Provided passage ::
Former assistant to the BH interior minister Vitomir Zepinic testified today as Radovan Karadzic’s defense witness, yet he told the court he was an ‘idiot because I did not arrest’ the accused before the war broke out. Zepinic claimed that his mother had been killed because of his conflicts with the Pale leadership, and he revealed that the RS president ‘went gambling with Arkan’ in Belgrade as roadblocks were put up in Sarajevo

Vitomir Zepinic, defence witness of Radovan KaradzicVitomir Zepinic, defence witness of Radovan Karadzic

Through the testimony of the former municipal official from Vlasenica Sava Celikovic, Radovan Karadzic continued refuting the allegations in the indictment about the Bosnian Serb leadership’s responsibility for the ethnic cleansing in large parts of BH. Celikovic’s evidence followed the same pattern as that of the previous defense witnesses: he blamed the Muslims for starting the war and insisted that the Serbs were only defending themselves. In the defense, according to Celikovic, Serbs treated the civilians kindly and provided them with shelter in the Susica prison camp. In his statement the witness said that it was a collection center where non-Serb civilians were brought to protect them from the ‘stress’ they were exposed to because of the fighting.

Short task 1 :: According to the trial report, in which city did the RS president go gambling with Arkan?
Short task 2 :: Decide whether each statement agrees with the trial report: (a) Zepinic said his mother was killed because of his conflicts with the Pale leadership; (b) Celikovic was a former municipal official from Sarajevo; (c) Celikovic described Susica as a collection center.

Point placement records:

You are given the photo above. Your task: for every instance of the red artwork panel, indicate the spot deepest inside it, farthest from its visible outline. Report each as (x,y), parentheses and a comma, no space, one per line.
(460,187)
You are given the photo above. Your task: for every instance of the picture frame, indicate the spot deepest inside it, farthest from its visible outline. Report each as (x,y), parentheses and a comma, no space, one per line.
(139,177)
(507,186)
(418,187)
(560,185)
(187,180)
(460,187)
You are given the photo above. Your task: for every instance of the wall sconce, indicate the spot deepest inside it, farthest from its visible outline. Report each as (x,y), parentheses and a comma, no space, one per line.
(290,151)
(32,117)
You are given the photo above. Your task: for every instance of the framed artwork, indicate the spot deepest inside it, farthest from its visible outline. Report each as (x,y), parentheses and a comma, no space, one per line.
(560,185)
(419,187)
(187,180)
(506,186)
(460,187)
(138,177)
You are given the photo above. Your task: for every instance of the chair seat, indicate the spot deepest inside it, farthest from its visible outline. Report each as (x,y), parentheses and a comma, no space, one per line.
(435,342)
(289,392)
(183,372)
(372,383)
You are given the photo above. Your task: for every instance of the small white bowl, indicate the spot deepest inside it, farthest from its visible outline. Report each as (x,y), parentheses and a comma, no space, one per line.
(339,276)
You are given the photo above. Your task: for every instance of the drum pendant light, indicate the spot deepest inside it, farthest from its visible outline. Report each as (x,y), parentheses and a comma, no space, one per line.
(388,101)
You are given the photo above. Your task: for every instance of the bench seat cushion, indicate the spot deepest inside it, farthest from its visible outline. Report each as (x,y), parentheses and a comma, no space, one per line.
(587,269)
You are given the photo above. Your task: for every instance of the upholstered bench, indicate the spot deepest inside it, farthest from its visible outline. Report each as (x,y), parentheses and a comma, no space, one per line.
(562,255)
==
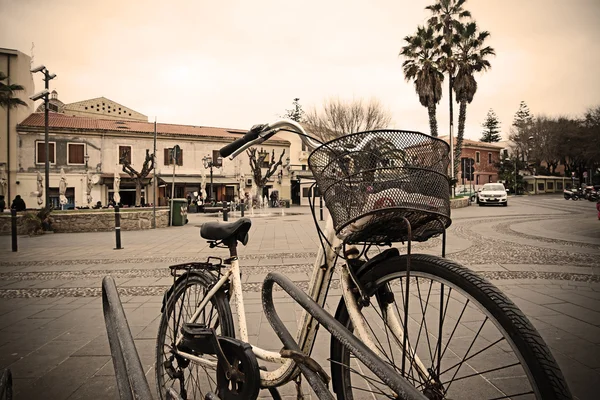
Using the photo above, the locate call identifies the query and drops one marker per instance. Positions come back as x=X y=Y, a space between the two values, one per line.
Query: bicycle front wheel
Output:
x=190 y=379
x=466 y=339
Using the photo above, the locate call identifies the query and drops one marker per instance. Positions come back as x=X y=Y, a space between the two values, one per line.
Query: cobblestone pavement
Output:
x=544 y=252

Correct answer 1 :: Belgrade.

Correct answer 2 ::
(a) Yes: "his mother had been killed because of his conflicts with the Pale leadership"
(b) No: "the former municipal official from Vlasenica Sava Celikovic"
(c) Yes: "it was a collection center where non-Serb civilians were brought"